Exercise instructions » Duplicate the passage of the Dakota Access Pipeline article from "2023-12-15 10:51:57" to "will be decided.", word for word.

Document section »
+++

Dakota Access Pipeline: Environmental Impact Statement Study and Controversy

2023-12-15 10:51:57

BISMARCK — The U.S. Army Corps of Engineers has closed the public comment period on the draft environmental impact statement study for the Dakota Access Pipeline.

The end of the comment period on Wednesday, Dec. 13, inches the Corps slightly closer to a final assessment in which the fate of the $3.8 billion, nearly 1,200-mile-long pipeline will be decided.

Since the draft was released in September,

North Dakota Gov. Doug Burgum has been leading what he says is “an all-of-government approach” to laying out the case for keeping the pipeline operating.

The Standing Rock Sioux Tribe — whose reservation is near the pipeline’s river crossing — continues to voice opposition to DAPL. North Dakota Native Vote, the Dakota Resource Council and others have, as well.

A federal judge in March 2020 revoked a federal permit that gave Energy Transfer — the company that built and operates the pipeline — an easement to cross the Missouri River in southern North Dakota and ordered the environmental study. The pipeline, which went into service in June 2017, has been allowed to continue operating in the meantime. It has the capacity to transport up to 750,000 barrels of oil a day from western North Dakota to a distribution point in Illinois, and Energy Transfer has said there are plans to expand this to 1.1 million barrels.

+++

Dataset section »
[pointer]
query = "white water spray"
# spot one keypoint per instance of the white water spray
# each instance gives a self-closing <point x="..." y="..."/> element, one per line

+++

Complete response »
2023-12-15 10:51:57

BISMARCK — The U.S. Army Corps of Engineers has closed the public comment period on the draft environmental impact statement study for the Dakota Access Pipeline.

The end of the comment period on Wednesday, Dec. 13, inches the Corps slightly closer to a final assessment in which the fate of the $3.8 billion, nearly 1,200-mile-long pipeline will be decided.